### What is being asked:
Take the entries that follow and return only the lines from the one with "[locate] the manhattan" through the final line, leaving every picture behind.

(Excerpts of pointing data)
▼

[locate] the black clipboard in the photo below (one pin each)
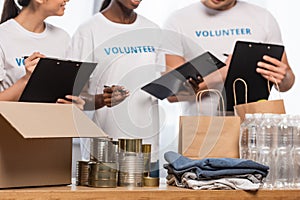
(243, 65)
(172, 82)
(54, 78)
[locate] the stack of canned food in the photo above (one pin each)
(124, 163)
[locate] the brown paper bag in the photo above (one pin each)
(209, 136)
(267, 106)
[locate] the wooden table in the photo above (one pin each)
(156, 193)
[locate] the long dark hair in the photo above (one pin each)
(11, 10)
(105, 4)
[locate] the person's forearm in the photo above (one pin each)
(14, 92)
(288, 81)
(93, 102)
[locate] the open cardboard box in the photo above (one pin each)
(36, 142)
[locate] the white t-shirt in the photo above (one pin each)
(17, 42)
(127, 56)
(197, 28)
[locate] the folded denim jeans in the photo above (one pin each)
(213, 167)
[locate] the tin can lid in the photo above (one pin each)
(130, 145)
(151, 181)
(146, 148)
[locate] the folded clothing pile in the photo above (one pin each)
(214, 173)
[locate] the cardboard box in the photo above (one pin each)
(36, 142)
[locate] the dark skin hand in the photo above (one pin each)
(114, 95)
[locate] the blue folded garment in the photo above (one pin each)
(214, 167)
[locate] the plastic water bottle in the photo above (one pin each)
(296, 152)
(243, 142)
(283, 154)
(253, 127)
(265, 136)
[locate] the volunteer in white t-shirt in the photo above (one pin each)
(22, 32)
(124, 44)
(215, 26)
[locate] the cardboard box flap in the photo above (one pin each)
(46, 120)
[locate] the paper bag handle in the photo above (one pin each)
(199, 98)
(246, 90)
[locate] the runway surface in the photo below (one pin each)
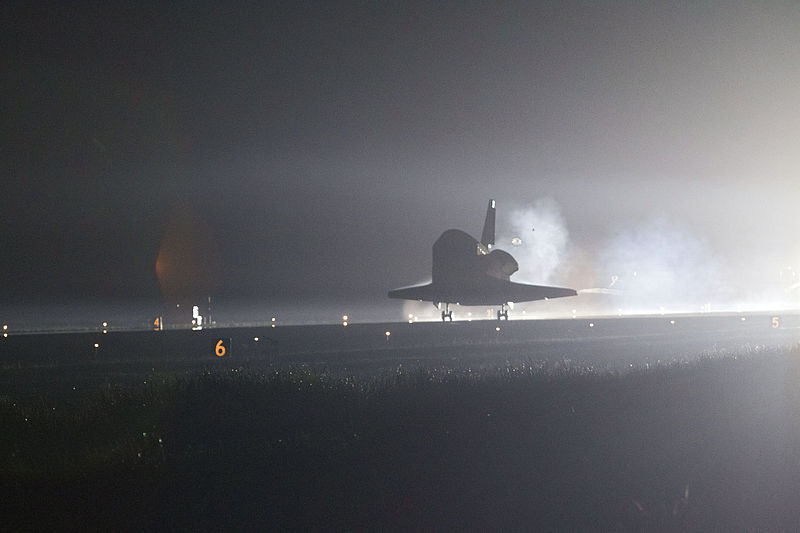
(613, 342)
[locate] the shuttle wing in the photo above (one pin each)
(415, 292)
(520, 292)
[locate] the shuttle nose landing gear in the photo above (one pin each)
(447, 313)
(502, 312)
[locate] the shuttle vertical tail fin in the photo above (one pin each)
(487, 237)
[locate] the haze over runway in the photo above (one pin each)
(303, 152)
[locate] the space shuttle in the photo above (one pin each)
(471, 272)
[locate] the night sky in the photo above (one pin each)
(298, 151)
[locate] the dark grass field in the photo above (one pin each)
(711, 444)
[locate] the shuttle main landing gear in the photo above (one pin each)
(502, 312)
(447, 313)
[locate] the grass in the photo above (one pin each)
(712, 444)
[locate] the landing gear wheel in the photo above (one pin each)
(502, 313)
(447, 313)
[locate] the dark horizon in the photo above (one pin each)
(314, 152)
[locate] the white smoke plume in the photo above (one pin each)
(543, 241)
(660, 264)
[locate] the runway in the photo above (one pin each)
(613, 342)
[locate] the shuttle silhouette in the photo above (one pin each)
(469, 272)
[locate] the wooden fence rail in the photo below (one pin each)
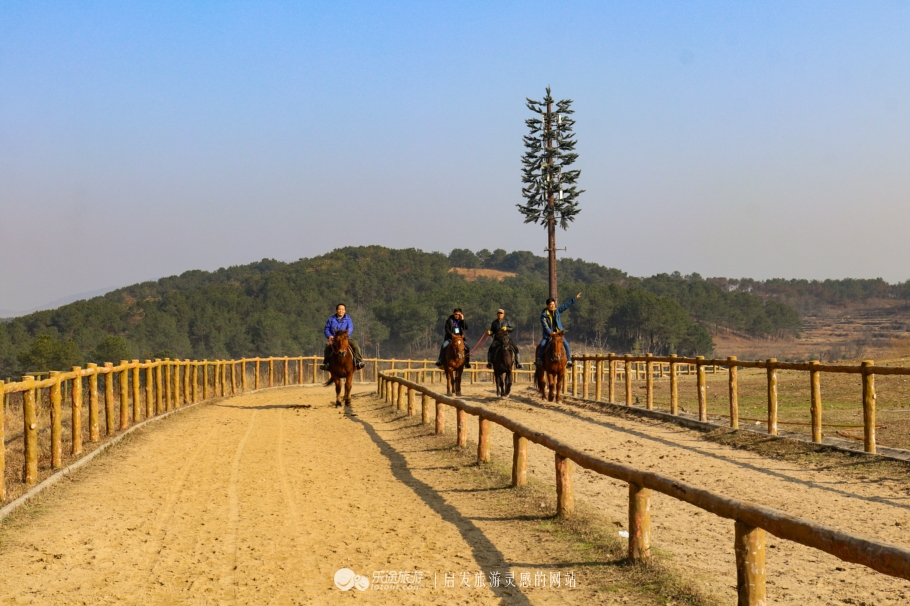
(751, 520)
(649, 365)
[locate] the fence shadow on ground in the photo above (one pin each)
(481, 547)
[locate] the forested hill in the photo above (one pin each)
(399, 300)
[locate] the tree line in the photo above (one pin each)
(399, 300)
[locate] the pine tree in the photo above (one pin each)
(550, 188)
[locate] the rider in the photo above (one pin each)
(498, 324)
(455, 325)
(551, 322)
(340, 321)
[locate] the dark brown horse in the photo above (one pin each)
(341, 366)
(553, 372)
(453, 364)
(503, 361)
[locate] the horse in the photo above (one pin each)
(503, 361)
(552, 373)
(341, 366)
(453, 364)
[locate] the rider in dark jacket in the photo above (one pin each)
(551, 321)
(455, 325)
(499, 323)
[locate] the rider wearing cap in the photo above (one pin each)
(498, 324)
(551, 322)
(455, 325)
(340, 321)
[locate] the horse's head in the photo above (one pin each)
(340, 342)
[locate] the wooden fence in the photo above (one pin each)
(751, 521)
(605, 370)
(53, 405)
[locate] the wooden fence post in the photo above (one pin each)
(94, 430)
(158, 387)
(168, 393)
(584, 378)
(674, 386)
(137, 396)
(628, 372)
(574, 377)
(124, 381)
(56, 422)
(519, 460)
(868, 406)
(733, 386)
(461, 422)
(565, 495)
(639, 523)
(611, 379)
(76, 408)
(815, 390)
(194, 383)
(2, 443)
(702, 388)
(749, 545)
(772, 397)
(598, 379)
(649, 382)
(483, 440)
(440, 419)
(29, 433)
(109, 398)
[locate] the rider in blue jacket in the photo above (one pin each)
(551, 321)
(340, 321)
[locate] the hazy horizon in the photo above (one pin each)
(745, 140)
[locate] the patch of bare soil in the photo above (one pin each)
(699, 545)
(261, 498)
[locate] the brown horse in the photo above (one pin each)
(553, 372)
(453, 364)
(341, 366)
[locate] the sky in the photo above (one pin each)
(737, 139)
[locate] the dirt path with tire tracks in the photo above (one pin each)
(260, 499)
(700, 545)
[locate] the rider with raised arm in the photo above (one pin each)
(551, 322)
(340, 321)
(498, 324)
(455, 325)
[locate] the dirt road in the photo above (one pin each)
(260, 499)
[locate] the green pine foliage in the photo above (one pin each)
(545, 164)
(399, 300)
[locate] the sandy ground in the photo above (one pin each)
(260, 499)
(699, 544)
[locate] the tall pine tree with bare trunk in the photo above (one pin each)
(549, 187)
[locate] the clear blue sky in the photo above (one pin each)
(139, 140)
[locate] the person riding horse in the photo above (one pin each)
(498, 324)
(455, 325)
(551, 322)
(340, 321)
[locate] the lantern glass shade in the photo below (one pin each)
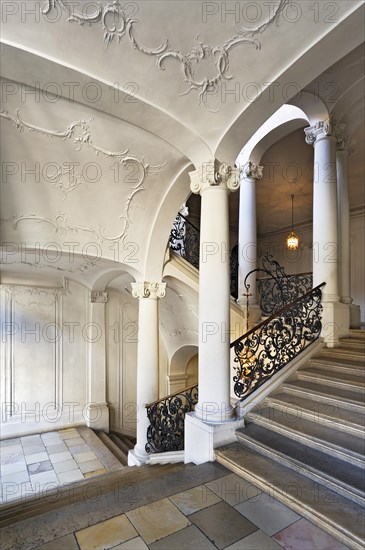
(292, 241)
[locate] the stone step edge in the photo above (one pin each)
(323, 396)
(308, 414)
(303, 469)
(322, 379)
(17, 511)
(357, 459)
(287, 499)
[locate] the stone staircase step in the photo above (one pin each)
(323, 413)
(335, 379)
(356, 367)
(343, 445)
(312, 390)
(339, 516)
(343, 352)
(322, 468)
(117, 452)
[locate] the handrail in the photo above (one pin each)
(286, 276)
(274, 315)
(170, 395)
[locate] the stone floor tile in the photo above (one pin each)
(106, 534)
(69, 477)
(19, 466)
(96, 473)
(90, 466)
(233, 489)
(39, 467)
(63, 543)
(33, 449)
(9, 442)
(56, 448)
(65, 466)
(15, 477)
(60, 457)
(157, 520)
(186, 539)
(194, 499)
(306, 536)
(85, 457)
(37, 457)
(74, 441)
(133, 544)
(43, 478)
(267, 513)
(222, 524)
(31, 440)
(257, 541)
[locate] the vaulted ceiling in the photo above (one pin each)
(108, 105)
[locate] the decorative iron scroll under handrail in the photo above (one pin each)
(185, 241)
(268, 347)
(278, 289)
(167, 417)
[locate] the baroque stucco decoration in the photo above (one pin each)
(79, 133)
(117, 23)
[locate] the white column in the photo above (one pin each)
(147, 361)
(335, 318)
(345, 147)
(214, 180)
(213, 422)
(97, 412)
(247, 232)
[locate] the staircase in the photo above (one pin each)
(304, 444)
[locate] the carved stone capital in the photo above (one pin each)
(97, 297)
(148, 290)
(214, 174)
(252, 170)
(321, 129)
(345, 143)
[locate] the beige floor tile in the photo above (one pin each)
(96, 473)
(90, 466)
(195, 499)
(85, 457)
(106, 534)
(157, 520)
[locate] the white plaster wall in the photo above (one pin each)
(121, 343)
(43, 357)
(301, 261)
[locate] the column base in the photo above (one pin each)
(136, 458)
(355, 316)
(201, 439)
(97, 416)
(335, 322)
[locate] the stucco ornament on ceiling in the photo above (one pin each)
(117, 23)
(79, 133)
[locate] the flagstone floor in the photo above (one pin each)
(194, 508)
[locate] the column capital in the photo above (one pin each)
(322, 129)
(148, 290)
(252, 170)
(214, 174)
(97, 297)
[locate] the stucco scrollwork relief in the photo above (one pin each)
(80, 134)
(118, 21)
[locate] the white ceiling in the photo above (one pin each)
(128, 92)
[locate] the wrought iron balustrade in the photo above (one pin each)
(278, 289)
(267, 348)
(185, 241)
(167, 417)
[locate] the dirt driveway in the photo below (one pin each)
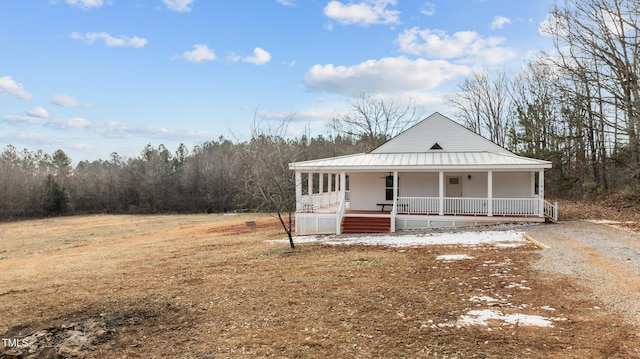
(600, 256)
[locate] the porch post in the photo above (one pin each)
(541, 192)
(343, 202)
(394, 210)
(298, 190)
(441, 193)
(533, 184)
(489, 193)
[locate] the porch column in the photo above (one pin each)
(298, 189)
(490, 193)
(343, 202)
(394, 210)
(441, 193)
(541, 192)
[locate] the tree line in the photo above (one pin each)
(216, 176)
(577, 106)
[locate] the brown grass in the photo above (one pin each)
(207, 286)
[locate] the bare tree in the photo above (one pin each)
(373, 119)
(597, 45)
(269, 185)
(484, 105)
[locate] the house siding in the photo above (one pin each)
(418, 184)
(451, 136)
(512, 185)
(366, 189)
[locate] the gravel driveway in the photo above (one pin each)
(600, 257)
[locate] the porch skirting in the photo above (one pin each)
(329, 223)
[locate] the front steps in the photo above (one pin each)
(366, 225)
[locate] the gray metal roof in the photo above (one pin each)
(424, 161)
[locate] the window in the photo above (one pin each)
(389, 187)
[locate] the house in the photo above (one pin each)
(435, 174)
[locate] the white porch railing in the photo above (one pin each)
(310, 203)
(551, 210)
(470, 206)
(516, 206)
(423, 205)
(460, 205)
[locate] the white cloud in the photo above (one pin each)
(85, 4)
(59, 123)
(111, 41)
(391, 74)
(63, 100)
(428, 9)
(465, 46)
(260, 57)
(8, 87)
(367, 12)
(38, 112)
(499, 22)
(179, 5)
(289, 3)
(200, 53)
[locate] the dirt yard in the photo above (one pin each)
(208, 286)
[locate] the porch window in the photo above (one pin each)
(389, 187)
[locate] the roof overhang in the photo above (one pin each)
(422, 162)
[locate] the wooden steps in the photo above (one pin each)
(366, 225)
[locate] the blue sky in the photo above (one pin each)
(93, 77)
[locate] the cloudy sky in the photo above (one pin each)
(93, 77)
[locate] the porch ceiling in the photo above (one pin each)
(424, 161)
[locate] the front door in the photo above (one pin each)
(453, 191)
(454, 186)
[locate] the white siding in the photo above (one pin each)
(418, 184)
(512, 185)
(451, 136)
(366, 189)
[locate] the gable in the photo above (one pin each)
(438, 130)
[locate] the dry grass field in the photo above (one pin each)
(207, 286)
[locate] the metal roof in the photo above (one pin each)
(423, 161)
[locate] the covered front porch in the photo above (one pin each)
(415, 200)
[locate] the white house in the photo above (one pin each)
(435, 174)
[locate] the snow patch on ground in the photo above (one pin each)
(482, 317)
(453, 257)
(508, 238)
(607, 221)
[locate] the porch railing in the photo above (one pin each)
(426, 205)
(469, 206)
(310, 203)
(551, 210)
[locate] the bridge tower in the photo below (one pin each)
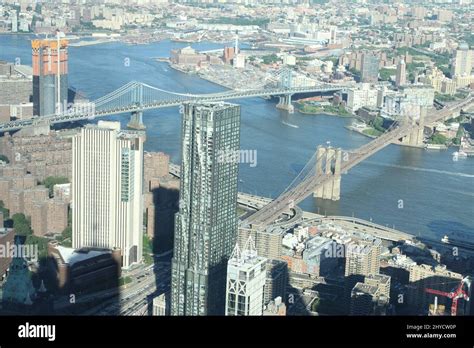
(284, 102)
(136, 119)
(328, 162)
(415, 138)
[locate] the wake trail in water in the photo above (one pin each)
(427, 170)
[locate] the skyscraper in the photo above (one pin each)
(370, 68)
(246, 273)
(49, 61)
(462, 62)
(206, 224)
(401, 78)
(107, 204)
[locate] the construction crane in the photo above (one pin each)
(454, 295)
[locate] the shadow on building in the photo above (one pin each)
(165, 205)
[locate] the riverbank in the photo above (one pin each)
(308, 109)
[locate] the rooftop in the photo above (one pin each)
(72, 256)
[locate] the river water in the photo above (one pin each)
(421, 192)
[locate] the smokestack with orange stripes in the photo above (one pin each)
(47, 87)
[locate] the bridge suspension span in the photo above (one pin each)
(312, 177)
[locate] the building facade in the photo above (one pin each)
(370, 68)
(107, 197)
(246, 273)
(206, 224)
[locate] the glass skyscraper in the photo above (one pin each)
(206, 224)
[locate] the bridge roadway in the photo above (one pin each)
(95, 111)
(258, 202)
(308, 184)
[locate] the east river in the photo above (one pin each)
(435, 192)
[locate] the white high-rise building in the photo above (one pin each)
(246, 275)
(463, 61)
(107, 204)
(401, 78)
(362, 95)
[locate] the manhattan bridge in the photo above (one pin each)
(321, 175)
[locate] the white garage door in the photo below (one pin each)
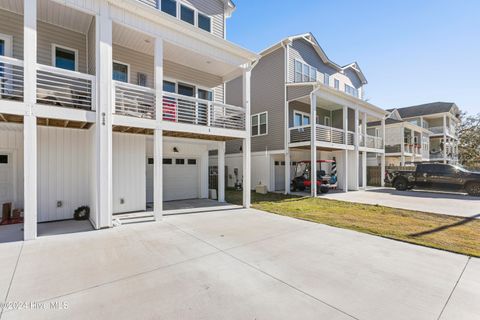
(180, 178)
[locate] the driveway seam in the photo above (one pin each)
(123, 278)
(454, 287)
(11, 280)
(270, 275)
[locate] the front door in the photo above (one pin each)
(6, 178)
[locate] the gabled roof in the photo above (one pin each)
(229, 7)
(427, 109)
(310, 38)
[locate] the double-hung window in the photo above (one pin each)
(65, 58)
(187, 14)
(301, 119)
(305, 72)
(259, 124)
(204, 22)
(120, 72)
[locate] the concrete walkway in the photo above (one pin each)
(235, 264)
(454, 204)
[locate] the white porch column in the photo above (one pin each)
(288, 164)
(382, 161)
(158, 135)
(221, 171)
(103, 154)
(313, 145)
(364, 169)
(247, 154)
(444, 138)
(30, 120)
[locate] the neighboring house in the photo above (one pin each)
(291, 77)
(115, 104)
(405, 142)
(441, 120)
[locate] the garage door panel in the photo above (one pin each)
(180, 181)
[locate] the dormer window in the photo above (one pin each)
(170, 7)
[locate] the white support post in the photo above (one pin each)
(221, 171)
(30, 120)
(364, 169)
(247, 161)
(103, 154)
(444, 138)
(313, 145)
(158, 135)
(288, 164)
(382, 161)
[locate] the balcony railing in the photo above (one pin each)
(11, 78)
(189, 110)
(323, 134)
(134, 101)
(65, 88)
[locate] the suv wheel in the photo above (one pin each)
(473, 189)
(400, 184)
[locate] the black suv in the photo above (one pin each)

▲

### Answer to the task:
[locate] the manhattan bridge in the photo above (one pin each)
(321, 175)
[locate] the white garage door in the photo below (one pin each)
(180, 178)
[locate] the driveway seam in the photo above (one pin each)
(123, 278)
(454, 287)
(11, 280)
(270, 275)
[locate] the front door in the photo above (one pin each)
(6, 178)
[locate] the gabled roof in the photo above (one pin each)
(229, 7)
(427, 109)
(310, 38)
[locate] the double-hung window in the photo above (one pin each)
(65, 58)
(187, 14)
(301, 119)
(305, 72)
(259, 124)
(204, 22)
(120, 72)
[locate] the concrete walkway in the photo above (one pin each)
(235, 264)
(454, 204)
[locate] the white porch column in the photo above (one pin each)
(288, 164)
(382, 161)
(158, 135)
(221, 171)
(103, 154)
(313, 145)
(364, 169)
(247, 154)
(444, 138)
(30, 120)
[locate] the neighboring house in the photo above (one pin each)
(291, 77)
(115, 104)
(405, 142)
(441, 120)
[locate] the garage door panel in the photo above (one pin each)
(180, 181)
[locate] the dormer window in the photo above (one pin each)
(170, 7)
[locate] the white support post in the photo above (one pin each)
(221, 171)
(30, 120)
(364, 169)
(247, 161)
(103, 154)
(444, 138)
(313, 145)
(158, 135)
(288, 164)
(382, 161)
[locate] the balcony railing in the photo above (one pin each)
(11, 78)
(189, 110)
(323, 134)
(134, 101)
(65, 88)
[locate] the suv wheel in the photo above (one pin each)
(473, 189)
(400, 184)
[locate] the black suv in the photo above (one pin each)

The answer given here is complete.